[Data items]

*** Block opens ***

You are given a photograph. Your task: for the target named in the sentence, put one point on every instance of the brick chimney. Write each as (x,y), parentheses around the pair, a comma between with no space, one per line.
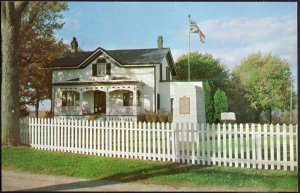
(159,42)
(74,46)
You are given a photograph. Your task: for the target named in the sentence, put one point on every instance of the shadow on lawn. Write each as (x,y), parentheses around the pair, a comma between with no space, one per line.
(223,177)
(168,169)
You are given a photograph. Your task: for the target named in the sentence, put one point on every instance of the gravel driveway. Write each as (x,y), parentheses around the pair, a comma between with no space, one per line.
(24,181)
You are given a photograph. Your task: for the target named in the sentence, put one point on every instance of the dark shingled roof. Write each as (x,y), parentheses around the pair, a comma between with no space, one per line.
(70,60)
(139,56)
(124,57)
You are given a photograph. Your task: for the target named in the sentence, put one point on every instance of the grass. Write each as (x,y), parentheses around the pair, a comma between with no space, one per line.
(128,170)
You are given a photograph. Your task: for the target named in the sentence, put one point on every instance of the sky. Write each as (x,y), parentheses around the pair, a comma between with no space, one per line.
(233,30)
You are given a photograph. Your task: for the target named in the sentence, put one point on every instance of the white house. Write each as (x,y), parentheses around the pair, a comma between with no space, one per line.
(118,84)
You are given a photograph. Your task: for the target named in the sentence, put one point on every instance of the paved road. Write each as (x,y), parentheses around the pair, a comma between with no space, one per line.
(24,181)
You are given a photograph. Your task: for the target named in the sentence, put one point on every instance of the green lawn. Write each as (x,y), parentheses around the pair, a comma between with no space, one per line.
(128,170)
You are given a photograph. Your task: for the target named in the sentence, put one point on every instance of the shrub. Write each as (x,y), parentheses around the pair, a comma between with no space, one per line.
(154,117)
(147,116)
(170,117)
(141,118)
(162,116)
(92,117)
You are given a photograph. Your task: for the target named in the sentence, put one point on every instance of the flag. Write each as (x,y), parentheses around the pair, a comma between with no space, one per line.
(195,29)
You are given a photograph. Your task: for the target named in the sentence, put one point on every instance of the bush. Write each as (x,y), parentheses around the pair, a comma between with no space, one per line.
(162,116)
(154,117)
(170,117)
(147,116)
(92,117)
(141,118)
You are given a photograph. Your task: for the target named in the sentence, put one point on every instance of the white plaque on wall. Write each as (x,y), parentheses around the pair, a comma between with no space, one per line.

*** Block closes ***

=== Directions for this task ===
Nothing but the lines from the one with "of the shrub." through the last line of the entries should be repeated, and those exactly.

=== Output for this exercise ===
You are given a photograph. Your task: for the target named in the sentence, put one point on every instance of the shrub. Write each as (x,y), parentheses around the pair, a comma between with no space, one per line.
(154,117)
(147,116)
(170,117)
(141,118)
(162,116)
(92,117)
You are given a photograph. Your task: for the target named in the sentence, put one point on every instance of the flag. Write each as (x,y), parentheses around the pair, a comma between with no space, one per line.
(195,29)
You are given a photograph. Your task: for the target named in the sentence, put one point on every instance of the bush. Write each as (x,y), parentheses around the pair, a comma between with no space, one per line.
(162,116)
(154,117)
(170,117)
(147,116)
(92,117)
(141,118)
You are given a photograph. Your task: for the target named in the sentence, put one point on every instance of the white plaque on wall. Write each as (x,y), parentheses around the pair, a comma between with no space, one per line.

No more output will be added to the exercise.